→ Passage to read:
Groundbreaking work was to start Monday at the site of the planned casino just outside Rohnert Park, said the Sonoma County tribe behind the project.
The grading "signals the start of the nearly 900 construction jobs that will be created by the tribe's project," said a statement by Federated Indians of Graton Rancheria.
Unanswered questions remained Monday morning about whether the work was starting ahead of required approvals.
The tribe's 254-acre Wilfred Avenue property is exempt from virtually all local and state regulations, but official statements and documents have indicated there are steps that the tribe agreed to that must be completed before groundbreaking.
Neither tribal nor county officials immediately returned calls seeking comment Monday. Station Casinos, the Las Vegas-based corporation bankrolling the project, declined comment.
Monday morning, a large tiller sat at the site, located south of Home Depot along Wilfred Avenue.
The heavy equipment is to be used to break up earth in advance of the grading, said David Sawyer of the tribe's environmental consultant, Sacramento-based Analytical Environmental Services. Sawyer and a biologist were at the site to monitor the work.

(Phrase grounding data)
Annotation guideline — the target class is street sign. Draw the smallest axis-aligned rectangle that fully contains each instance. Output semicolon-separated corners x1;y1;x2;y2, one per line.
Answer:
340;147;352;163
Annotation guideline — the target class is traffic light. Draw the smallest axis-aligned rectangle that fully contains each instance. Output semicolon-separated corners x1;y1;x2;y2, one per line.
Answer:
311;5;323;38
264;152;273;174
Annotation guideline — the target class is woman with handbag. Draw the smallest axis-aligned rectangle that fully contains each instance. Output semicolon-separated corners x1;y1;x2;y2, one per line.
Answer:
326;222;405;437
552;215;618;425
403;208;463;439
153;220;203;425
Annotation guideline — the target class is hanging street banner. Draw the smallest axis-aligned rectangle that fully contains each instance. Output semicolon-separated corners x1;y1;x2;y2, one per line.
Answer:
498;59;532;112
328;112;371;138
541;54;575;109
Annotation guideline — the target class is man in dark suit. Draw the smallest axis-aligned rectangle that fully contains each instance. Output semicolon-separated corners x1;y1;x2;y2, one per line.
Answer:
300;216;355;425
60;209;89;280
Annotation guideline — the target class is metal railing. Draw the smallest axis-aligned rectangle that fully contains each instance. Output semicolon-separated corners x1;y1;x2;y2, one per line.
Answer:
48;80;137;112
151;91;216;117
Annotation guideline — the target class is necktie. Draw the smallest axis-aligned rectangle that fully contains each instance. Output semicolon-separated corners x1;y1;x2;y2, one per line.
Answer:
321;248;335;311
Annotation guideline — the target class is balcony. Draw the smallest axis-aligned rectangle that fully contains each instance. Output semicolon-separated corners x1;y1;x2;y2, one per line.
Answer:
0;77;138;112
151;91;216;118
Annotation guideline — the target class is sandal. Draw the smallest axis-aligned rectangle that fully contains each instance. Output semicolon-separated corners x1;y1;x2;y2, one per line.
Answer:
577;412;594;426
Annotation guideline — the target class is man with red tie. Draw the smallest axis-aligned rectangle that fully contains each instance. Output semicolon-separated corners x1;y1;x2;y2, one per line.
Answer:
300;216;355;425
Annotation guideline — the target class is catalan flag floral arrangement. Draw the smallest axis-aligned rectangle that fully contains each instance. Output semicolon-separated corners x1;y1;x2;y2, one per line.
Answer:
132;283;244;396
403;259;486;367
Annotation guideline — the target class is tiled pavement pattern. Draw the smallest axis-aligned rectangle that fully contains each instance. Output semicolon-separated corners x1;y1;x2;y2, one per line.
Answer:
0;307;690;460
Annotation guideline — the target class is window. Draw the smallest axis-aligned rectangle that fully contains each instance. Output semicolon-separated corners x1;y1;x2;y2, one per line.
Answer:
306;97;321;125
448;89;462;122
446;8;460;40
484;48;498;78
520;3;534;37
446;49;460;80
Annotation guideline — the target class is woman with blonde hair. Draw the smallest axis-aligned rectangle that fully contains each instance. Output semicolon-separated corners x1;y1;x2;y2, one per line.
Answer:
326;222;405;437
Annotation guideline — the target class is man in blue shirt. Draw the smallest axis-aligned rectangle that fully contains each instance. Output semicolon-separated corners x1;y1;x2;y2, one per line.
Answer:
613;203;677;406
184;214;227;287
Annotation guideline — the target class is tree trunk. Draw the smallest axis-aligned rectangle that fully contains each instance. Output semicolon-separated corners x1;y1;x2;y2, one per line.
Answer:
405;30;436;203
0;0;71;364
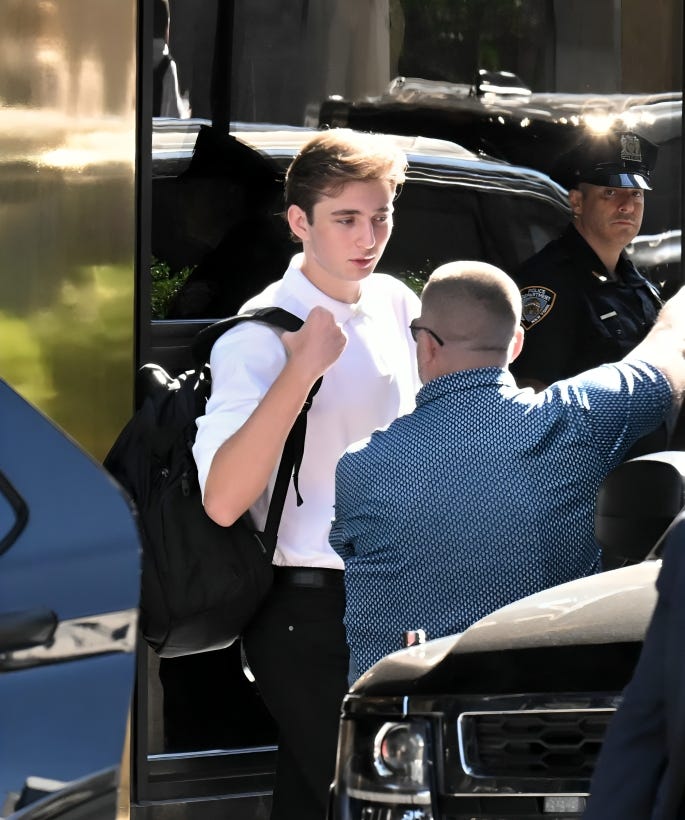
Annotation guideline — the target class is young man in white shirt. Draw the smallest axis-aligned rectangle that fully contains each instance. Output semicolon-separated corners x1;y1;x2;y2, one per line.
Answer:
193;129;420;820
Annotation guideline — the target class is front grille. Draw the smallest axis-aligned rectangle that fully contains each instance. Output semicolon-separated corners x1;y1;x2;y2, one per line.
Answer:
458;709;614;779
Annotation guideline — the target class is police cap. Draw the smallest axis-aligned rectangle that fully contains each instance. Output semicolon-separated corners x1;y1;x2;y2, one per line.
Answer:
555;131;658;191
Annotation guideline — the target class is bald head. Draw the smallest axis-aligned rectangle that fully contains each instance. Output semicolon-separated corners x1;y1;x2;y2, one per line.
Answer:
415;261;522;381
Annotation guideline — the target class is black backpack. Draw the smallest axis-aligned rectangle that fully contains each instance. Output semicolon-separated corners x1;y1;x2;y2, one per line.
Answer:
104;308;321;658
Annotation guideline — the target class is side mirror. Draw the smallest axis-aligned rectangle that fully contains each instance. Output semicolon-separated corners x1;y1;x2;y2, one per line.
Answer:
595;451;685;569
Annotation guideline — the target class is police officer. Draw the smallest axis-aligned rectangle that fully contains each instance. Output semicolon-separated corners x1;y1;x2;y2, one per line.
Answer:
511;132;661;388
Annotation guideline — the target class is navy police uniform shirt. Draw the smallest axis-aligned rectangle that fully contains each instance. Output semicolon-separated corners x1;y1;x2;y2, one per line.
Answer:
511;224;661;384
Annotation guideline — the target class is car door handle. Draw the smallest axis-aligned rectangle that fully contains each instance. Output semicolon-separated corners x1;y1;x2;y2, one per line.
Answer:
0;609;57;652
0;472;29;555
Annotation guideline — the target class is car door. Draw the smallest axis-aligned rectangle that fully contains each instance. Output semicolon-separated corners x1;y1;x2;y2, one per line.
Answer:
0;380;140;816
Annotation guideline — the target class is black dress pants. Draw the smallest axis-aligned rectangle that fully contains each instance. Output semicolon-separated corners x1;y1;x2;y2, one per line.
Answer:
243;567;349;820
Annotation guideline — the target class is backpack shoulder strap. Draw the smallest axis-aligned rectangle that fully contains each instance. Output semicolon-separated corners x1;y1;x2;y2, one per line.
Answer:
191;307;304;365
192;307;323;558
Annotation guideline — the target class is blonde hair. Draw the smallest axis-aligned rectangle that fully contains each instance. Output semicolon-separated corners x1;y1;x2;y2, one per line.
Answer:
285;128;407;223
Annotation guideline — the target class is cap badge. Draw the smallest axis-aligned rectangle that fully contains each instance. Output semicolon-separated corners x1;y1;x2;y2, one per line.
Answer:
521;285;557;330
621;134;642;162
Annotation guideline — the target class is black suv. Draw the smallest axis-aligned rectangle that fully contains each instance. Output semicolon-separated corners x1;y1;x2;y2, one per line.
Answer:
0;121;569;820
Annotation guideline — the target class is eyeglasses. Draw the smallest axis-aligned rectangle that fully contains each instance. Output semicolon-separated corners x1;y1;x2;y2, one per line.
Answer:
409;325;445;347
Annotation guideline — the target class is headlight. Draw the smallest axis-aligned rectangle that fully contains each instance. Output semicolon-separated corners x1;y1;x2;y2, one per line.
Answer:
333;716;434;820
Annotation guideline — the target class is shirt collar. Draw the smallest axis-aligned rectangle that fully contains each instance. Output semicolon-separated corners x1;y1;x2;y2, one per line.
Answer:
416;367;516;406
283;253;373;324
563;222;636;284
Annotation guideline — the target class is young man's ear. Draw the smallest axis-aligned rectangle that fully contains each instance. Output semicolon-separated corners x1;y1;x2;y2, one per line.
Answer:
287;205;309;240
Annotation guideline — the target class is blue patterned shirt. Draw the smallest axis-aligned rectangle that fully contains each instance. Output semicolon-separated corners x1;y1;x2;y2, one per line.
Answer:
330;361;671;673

...

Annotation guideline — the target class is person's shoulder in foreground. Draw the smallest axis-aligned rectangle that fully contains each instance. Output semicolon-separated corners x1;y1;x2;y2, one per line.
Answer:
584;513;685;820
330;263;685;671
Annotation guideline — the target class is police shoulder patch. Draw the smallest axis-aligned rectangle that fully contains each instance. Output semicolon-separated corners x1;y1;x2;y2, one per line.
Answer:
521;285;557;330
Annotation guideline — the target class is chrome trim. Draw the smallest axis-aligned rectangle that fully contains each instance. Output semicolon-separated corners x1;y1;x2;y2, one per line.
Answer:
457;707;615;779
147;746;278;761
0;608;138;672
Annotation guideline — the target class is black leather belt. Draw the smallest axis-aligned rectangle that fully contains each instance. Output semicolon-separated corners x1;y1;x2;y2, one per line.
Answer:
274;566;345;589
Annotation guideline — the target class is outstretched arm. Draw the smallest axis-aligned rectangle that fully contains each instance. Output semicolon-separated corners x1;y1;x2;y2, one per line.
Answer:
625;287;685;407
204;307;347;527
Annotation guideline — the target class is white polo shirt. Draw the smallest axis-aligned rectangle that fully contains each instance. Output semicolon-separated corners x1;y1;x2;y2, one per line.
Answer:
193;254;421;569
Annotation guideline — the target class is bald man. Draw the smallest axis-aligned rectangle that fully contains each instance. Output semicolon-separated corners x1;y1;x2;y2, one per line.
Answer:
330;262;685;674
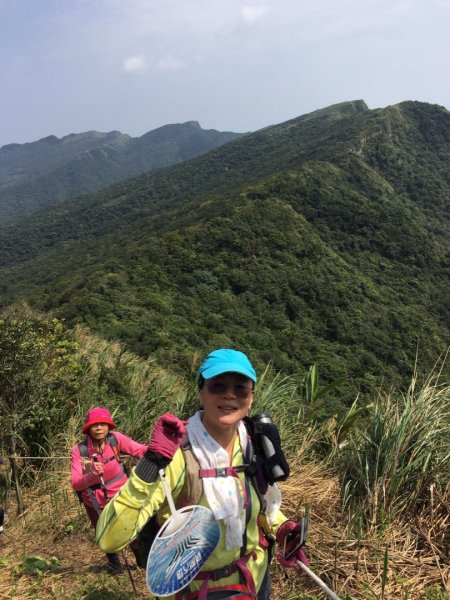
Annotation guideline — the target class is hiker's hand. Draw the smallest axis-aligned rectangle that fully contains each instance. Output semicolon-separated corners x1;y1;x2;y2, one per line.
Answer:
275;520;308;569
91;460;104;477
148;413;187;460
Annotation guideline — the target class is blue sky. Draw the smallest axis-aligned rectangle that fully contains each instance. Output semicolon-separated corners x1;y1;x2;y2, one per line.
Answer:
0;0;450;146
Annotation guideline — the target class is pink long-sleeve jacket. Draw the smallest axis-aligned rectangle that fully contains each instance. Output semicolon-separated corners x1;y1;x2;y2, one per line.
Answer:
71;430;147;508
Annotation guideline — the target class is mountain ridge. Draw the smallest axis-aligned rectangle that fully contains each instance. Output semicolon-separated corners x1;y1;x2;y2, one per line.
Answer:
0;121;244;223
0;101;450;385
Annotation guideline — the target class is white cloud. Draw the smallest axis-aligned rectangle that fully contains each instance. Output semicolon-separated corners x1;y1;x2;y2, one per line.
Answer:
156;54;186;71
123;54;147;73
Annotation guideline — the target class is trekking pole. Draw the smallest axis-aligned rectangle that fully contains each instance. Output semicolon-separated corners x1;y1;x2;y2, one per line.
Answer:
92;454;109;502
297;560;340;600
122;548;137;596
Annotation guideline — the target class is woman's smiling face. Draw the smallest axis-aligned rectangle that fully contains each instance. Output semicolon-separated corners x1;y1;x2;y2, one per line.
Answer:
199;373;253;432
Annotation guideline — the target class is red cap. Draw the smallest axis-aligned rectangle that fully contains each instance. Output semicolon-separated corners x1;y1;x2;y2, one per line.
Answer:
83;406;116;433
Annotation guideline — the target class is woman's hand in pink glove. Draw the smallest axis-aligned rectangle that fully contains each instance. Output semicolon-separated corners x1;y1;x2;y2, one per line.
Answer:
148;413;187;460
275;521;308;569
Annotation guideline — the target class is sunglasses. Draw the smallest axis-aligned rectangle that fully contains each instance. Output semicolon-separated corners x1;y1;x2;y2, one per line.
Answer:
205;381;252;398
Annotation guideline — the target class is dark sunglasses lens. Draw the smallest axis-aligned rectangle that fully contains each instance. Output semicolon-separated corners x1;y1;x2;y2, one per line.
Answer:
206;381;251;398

→ Your tasks:
1) Extract, word for word, everything in the casino groundbreaking article from "Unanswered questions remained" down to "monitor the work.".
2) Answer these questions from the casino groundbreaking article.
(a) How many acres is the tribe's Wilfred Avenue property?
(b) In which city is Station Casinos based?
(c) What piece of equipment sat at the site on Monday morning?
3) List every organization or company named in the casino groundbreaking article.
The records play no part in any of the work here.

→ Outputs for the tasks:
1)
Unanswered questions remained Monday morning about whether the work was starting ahead of required approvals.
The tribe's 254-acre Wilfred Avenue property is exempt from virtually all local and state regulations, but official statements and documents have indicated there are steps that the tribe agreed to that must be completed before groundbreaking.
Neither tribal nor county officials immediately returned calls seeking comment Monday. Station Casinos, the Las Vegas-based corporation bankrolling the project, declined comment.
Monday morning, a large tiller sat at the site, located south of Home Depot along Wilfred Avenue.
The heavy equipment is to be used to break up earth in advance of the grading, said David Sawyer of the tribe's environmental consultant, Sacramento-based Analytical Environmental Services. Sawyer and a biologist were at the site to monitor the work.

2)
(a) 254 acres
(b) Las Vegas
(c) A large tiller

3)
Federated Indians of Graton Rancheria
Station Casinos
Home Depot
Analytical Environmental Services